J'ai retrouvé ce chat famélique avec plaisir pour une deuxième aventure, avec quelques éléments drôles : le Rabbin qui prépare sa dictée en français pour être reconnu par la communauté française, « et pour faire la prière en hébreu à des Juifs qui parlent arabe, ils veulent que tu écrives en français, alors pour moi ce sont des fous » et qui révise son orthographe grâce à notre chat préféré, qui lui fait faire des dictées et qui est même prêt à aller lui souffler lors de l'examen.
Notre chat veut tellement bien faire qu'il invoque le nom de Dieu, ce qui lui vaut de perdre l'usage de la parole, mais sa pensée reste toujours aussi affûtée.
Si j'ai bien aimé la légende de Malka, le cousin et de son lion qui arrangent tout sur le passage, un peu comme Zorro, et les discussions entre le chat du Rabbin et l'âne d'un vieil Arabe qui finissent par se crêper le chignon pour des raisons d'interprétation des textes, alors que leurs maîtres respectifs discutent en arabe littéraire calmement.

Consignes à suivre:
1) Dans la critique du chat du Rabbin, que perd le chat après avoir invoqué le nom de Dieu ?
2) Poursuivez la critique du chat du Rabbin.

Données extraites:
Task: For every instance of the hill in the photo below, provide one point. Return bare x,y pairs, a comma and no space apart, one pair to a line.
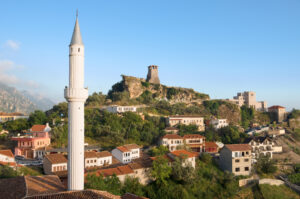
13,100
138,89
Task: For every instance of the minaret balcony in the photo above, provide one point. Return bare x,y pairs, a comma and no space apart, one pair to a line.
76,94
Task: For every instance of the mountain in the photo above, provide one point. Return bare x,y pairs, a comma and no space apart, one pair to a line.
13,100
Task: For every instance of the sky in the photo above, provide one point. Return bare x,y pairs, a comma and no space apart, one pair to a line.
216,47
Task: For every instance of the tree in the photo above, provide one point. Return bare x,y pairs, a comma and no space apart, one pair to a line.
8,172
37,117
159,151
132,185
16,126
161,171
180,173
265,165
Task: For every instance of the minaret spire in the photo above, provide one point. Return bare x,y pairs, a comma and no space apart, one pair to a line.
76,37
76,96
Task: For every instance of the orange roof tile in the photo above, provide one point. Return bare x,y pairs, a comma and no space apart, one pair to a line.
56,158
128,147
185,116
180,153
7,153
276,107
238,147
211,145
191,136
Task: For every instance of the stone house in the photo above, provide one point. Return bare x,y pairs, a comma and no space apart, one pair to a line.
126,153
236,158
195,142
97,159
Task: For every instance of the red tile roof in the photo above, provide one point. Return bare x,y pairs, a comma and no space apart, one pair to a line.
171,129
185,116
38,128
120,170
103,154
276,107
238,147
191,136
22,187
180,153
56,158
128,147
84,194
211,145
172,136
7,153
132,196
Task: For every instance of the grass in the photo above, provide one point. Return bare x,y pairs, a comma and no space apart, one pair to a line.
277,192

Corrigé de l'exercice:
1) Il perd l'usage de la parole.

2)
Idem, pour la planche qui nous montre un Musulman et un Juif qui prient Dieu, en regardant chacun dans une direction opposée, je l'ai trouvé un peu plus théorique, mais c'est le but recherché. Au passage, il donne quelques coups de griffes à la colonisation, aux différences avec les discours des plus jeunes, pleins d'arrogance, et à l'intolérance en général.
Néanmoins, j'ai beaucoup apprécié, à nouveau, la sagesse de ce chat qui dénonce, mine de rien, et avec beaucoup de bon sens, la manière dont les dogmes peuvent virer à l'absurde parfois, selon l'interprétation qu'on en fait.
Les dessins sont toujours aussi beaux. Je continue donc l'aventure avec plaisir.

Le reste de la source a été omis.